Document section.
Specific embodiments of this specification are described above. Other embodiments fall within the scope of the appended claims. In some cases, the actions or steps described in the claims can be performed in an order different from those in the embodiments, and the desired results can still be achieved. In addition, processes described in the accompanying drawings do not necessarily need a specific order or a sequential order shown to achieve the desired results. In some implementations, multi-tasking and parallel processing are also possible or may be advantageous.

Not all steps and units in the above-mentioned procedures and system structure diagrams are necessary. Some steps or units can be ignored based on actual needs. An execution sequence of the steps is not fixed, and can be determined as needed. The apparatus structure described in the above-mentioned embodiments can be a physical structure, or can be a logical structure. In other words, some units can be implemented by the same physical entity, or some units can be implemented by a plurality of physical entities or implemented jointly by some components in a plurality of independent devices.

The term “example” used throughout this specification means “used as an example, an instance, or an illustration” and does not mean “preferred” or “advantageous” over other embodiments. Specific implementations include specific details for the purpose of providing an understanding of the described technologies. However, these technologies can be implemented without these specific details. In some instances, to avoid obscuring the described concepts in the embodiments, well-known structures and apparatuses are shown in the form of a block diagram.

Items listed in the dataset
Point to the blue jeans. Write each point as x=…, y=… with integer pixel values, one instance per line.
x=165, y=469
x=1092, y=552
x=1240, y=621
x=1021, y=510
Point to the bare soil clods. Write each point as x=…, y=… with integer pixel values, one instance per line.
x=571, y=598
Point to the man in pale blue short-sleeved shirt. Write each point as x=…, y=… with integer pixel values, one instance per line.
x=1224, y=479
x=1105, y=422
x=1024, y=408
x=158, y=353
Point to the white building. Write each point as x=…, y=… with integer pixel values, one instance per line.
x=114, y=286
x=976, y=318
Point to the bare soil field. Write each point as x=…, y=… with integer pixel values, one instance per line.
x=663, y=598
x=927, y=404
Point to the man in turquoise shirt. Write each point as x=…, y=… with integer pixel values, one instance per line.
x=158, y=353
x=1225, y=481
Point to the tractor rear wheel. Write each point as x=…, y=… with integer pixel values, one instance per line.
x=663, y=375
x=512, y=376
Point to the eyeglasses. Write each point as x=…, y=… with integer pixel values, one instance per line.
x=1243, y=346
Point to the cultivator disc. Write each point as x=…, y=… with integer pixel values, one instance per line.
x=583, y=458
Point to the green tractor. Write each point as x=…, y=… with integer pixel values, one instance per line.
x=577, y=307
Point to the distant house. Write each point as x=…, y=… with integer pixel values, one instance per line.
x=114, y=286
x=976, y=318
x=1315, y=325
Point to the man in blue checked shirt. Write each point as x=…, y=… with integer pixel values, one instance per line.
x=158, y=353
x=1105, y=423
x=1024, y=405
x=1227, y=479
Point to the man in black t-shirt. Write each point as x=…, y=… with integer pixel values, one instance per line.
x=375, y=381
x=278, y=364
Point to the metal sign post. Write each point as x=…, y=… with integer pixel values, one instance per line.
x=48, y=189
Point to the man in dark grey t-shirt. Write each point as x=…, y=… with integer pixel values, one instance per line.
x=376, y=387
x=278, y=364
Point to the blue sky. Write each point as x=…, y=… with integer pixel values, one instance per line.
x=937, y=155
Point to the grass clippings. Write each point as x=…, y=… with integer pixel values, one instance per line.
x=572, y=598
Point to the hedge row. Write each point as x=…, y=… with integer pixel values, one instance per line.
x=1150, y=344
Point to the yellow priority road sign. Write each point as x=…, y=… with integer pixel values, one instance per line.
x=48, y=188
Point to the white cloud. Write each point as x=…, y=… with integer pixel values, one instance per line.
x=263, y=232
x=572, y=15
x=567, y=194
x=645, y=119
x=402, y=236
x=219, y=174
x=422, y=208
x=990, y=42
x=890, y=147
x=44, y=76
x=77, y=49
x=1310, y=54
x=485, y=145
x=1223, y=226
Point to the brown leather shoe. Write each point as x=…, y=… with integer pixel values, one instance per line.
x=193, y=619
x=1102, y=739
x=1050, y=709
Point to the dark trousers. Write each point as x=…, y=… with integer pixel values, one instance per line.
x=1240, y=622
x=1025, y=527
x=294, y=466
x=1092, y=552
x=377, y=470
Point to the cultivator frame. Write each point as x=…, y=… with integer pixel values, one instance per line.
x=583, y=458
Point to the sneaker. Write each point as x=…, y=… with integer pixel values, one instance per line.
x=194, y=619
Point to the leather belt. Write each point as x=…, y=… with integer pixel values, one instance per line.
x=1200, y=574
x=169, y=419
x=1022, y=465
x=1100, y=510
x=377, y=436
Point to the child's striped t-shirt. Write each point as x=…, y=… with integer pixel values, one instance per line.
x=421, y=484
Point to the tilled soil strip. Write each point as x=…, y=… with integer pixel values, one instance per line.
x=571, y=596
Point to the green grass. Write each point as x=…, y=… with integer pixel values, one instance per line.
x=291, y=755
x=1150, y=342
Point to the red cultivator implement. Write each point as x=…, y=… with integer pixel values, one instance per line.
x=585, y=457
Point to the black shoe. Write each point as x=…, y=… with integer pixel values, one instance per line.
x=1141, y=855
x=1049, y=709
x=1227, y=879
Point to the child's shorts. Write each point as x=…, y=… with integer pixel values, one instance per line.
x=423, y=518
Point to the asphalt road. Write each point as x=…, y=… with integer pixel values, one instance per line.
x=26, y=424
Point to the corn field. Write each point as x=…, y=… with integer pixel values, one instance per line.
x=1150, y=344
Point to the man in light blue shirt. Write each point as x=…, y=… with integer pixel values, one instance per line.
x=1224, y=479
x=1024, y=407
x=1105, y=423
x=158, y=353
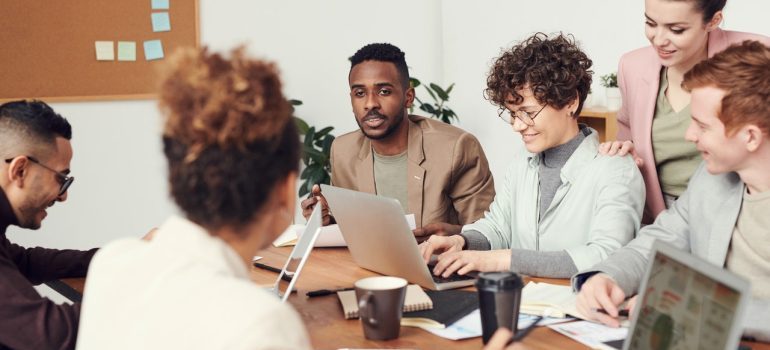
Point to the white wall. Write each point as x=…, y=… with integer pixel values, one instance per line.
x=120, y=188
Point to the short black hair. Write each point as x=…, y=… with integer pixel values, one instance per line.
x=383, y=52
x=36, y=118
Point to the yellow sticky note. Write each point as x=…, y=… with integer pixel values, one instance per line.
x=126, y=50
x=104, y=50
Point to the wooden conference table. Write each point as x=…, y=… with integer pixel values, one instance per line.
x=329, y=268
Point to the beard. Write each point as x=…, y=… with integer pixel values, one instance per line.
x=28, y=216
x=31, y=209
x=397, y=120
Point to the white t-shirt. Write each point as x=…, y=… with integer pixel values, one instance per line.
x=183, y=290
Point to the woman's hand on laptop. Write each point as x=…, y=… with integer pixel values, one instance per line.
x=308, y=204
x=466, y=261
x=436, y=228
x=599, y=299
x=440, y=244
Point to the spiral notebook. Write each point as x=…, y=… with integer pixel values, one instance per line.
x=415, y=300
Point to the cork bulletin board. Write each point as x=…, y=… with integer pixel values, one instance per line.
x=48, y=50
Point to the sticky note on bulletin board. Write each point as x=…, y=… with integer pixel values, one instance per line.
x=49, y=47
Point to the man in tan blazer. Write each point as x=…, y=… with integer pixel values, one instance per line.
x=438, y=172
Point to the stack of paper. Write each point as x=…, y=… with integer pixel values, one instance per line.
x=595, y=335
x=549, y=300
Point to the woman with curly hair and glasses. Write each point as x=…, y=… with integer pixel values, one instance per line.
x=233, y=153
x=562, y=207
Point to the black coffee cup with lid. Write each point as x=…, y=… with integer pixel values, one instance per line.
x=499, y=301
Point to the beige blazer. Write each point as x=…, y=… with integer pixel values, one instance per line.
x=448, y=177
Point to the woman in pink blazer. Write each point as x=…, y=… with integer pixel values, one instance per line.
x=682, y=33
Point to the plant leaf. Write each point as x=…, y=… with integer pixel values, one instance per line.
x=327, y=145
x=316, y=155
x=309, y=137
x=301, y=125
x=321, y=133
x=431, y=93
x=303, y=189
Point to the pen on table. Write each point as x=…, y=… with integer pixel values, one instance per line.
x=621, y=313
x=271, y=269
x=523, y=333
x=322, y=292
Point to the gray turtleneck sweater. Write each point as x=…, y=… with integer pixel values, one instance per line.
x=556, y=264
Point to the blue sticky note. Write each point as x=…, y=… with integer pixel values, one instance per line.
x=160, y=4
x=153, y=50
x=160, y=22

What you need to do. Repeat the document section above word for word, from "Specific embodiments of" to "may be advantageous.".

Problem solution.
Specific embodiments of this specification are described above. Other embodiments fall within the scope of the appended claims. In some cases, the actions or steps described in the claims can be performed in an order different from those in the embodiments, and the desired results can still be achieved. In addition, processes described in the accompanying drawings do not necessarily need a specific order or a sequential order shown to achieve the desired results. In some implementations, multi-tasking and parallel processing are also possible or may be advantageous.